TEXTO PARA LEITURA ->
· · · · ·

Camarada de boteco, camarada corintiano, camarada biriteiro,
sempre me pego em alguns diálogos, imagináveis, sobre o teatro do absurdo do
futebol brasileiro, com doutor Sócrates – que brilhou com a camisa 8, na época
da Democracia Corintiana. Ele se foi, e num dia em que o Corinthians se sagrou
campeão brasileiro, em cima do Palmeiras, em 2011. Foi feito seu desejo.
Mesa de bar. Meio Cartão Verde, da Tv Cultura. O garçom nos traz uma canela
de pedreiro e a primeira pergunta: “E o timão, doutor?”. Ele, com toda sua
sabedoria, diz: “Vamo fala de muié, que é mais sucesso.”

· · · · ·

Dados de anotação da localização de objetos:
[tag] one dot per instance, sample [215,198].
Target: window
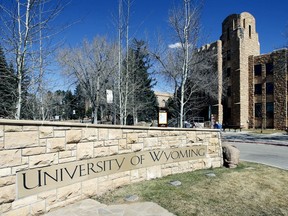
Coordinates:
[229,91]
[258,70]
[228,55]
[269,68]
[228,34]
[258,89]
[228,72]
[269,88]
[258,110]
[270,110]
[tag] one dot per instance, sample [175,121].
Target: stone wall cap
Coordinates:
[86,125]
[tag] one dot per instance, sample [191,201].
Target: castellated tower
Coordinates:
[239,41]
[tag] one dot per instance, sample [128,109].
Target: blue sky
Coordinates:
[95,17]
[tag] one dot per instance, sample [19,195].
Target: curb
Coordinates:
[252,142]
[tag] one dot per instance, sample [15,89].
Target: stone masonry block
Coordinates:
[103,134]
[30,128]
[38,208]
[111,143]
[150,142]
[61,133]
[8,194]
[24,201]
[115,134]
[10,158]
[33,151]
[55,144]
[89,187]
[122,144]
[12,128]
[89,135]
[5,207]
[8,180]
[49,196]
[5,171]
[43,160]
[21,140]
[153,172]
[46,132]
[85,150]
[101,151]
[69,191]
[73,136]
[132,138]
[153,133]
[20,211]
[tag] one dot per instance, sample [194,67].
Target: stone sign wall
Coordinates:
[47,165]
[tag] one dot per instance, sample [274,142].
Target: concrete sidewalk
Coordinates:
[91,207]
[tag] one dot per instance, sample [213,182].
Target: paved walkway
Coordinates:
[91,207]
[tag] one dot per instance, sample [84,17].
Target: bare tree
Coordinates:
[90,65]
[24,26]
[182,63]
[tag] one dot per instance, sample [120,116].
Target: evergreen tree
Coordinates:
[144,106]
[7,88]
[79,103]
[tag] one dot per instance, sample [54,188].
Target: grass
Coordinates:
[264,131]
[250,189]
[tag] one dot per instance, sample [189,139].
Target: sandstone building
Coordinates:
[255,85]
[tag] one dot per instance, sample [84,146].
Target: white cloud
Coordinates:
[176,45]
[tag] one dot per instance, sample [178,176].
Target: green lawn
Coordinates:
[250,189]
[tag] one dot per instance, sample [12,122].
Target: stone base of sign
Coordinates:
[72,161]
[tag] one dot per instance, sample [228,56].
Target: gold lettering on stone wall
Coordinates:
[42,179]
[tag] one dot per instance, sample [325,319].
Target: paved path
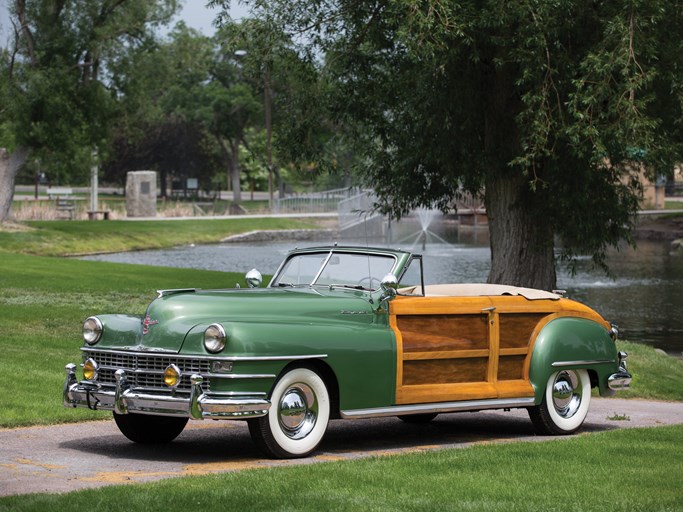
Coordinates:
[64,458]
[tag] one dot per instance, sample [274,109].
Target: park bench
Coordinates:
[92,215]
[64,200]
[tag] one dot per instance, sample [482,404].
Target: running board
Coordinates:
[441,407]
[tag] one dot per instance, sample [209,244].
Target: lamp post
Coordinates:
[269,134]
[267,107]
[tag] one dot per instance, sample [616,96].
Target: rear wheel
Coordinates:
[145,429]
[298,416]
[565,403]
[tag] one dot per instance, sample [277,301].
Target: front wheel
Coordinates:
[565,403]
[145,429]
[298,416]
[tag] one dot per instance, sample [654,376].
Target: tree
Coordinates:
[162,110]
[549,109]
[56,96]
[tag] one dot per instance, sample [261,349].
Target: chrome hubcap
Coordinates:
[298,411]
[567,391]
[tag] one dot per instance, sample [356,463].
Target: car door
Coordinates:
[462,348]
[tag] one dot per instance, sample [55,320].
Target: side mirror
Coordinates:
[253,278]
[389,287]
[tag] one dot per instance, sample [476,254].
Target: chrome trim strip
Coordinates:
[199,405]
[138,371]
[564,364]
[469,405]
[241,375]
[173,291]
[207,358]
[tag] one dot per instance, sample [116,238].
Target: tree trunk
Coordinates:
[522,246]
[9,168]
[235,170]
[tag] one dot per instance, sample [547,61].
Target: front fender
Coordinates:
[576,343]
[362,355]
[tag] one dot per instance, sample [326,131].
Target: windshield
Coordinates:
[360,271]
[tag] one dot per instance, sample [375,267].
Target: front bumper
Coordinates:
[124,399]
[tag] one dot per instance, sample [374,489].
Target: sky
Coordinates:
[194,13]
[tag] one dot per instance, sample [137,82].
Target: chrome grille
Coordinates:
[146,371]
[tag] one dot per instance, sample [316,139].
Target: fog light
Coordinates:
[91,369]
[172,376]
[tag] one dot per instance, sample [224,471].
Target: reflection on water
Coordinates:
[645,297]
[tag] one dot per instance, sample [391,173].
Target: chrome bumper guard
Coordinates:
[621,379]
[123,400]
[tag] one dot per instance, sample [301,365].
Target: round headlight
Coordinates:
[90,369]
[172,376]
[214,338]
[92,330]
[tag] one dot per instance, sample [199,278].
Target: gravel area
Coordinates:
[64,458]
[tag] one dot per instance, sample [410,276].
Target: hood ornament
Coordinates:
[146,323]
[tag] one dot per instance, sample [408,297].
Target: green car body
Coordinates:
[343,332]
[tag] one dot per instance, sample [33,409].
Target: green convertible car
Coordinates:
[343,332]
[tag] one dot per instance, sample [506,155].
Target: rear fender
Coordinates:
[572,343]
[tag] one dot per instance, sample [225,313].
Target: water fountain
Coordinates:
[426,217]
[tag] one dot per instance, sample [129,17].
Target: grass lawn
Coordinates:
[625,470]
[43,302]
[64,238]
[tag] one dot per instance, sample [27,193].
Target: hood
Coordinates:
[169,318]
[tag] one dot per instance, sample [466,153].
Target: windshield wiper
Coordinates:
[350,286]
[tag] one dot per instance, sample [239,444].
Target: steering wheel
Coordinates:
[371,281]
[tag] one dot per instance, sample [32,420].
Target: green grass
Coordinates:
[625,470]
[655,376]
[64,238]
[43,302]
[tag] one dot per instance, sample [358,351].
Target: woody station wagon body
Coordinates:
[343,332]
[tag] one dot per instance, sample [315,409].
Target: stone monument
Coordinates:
[141,194]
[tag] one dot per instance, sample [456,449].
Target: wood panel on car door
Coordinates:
[451,349]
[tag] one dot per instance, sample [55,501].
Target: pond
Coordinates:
[644,297]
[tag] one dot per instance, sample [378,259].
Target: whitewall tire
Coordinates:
[565,403]
[298,416]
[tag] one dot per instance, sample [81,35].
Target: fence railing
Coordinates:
[313,202]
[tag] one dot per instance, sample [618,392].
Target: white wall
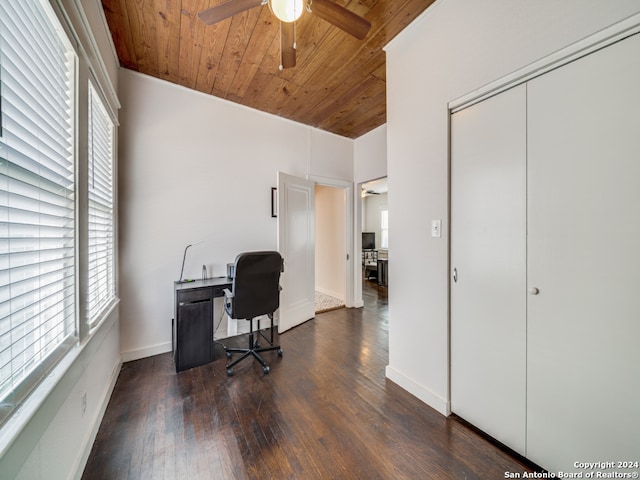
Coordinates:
[197,168]
[330,204]
[455,47]
[370,156]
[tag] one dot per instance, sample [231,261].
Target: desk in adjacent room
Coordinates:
[193,320]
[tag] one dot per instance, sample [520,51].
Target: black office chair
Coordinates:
[255,292]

· · · · ·

TAREFA PEDIDA -> Passe para o inglês esta frase do texto sobre o doutor Sócrates: “Ele se foi, e num dia em que o Corinthians se sagrou campeão brasileiro, em cima do Palmeiras, em 2011.” Os registros não têm relação com o texto.

RESPOSTA COMPLETA -> He passed away, and on a day when Corinthians was crowned Brazilian champion, over Palmeiras, in 2011.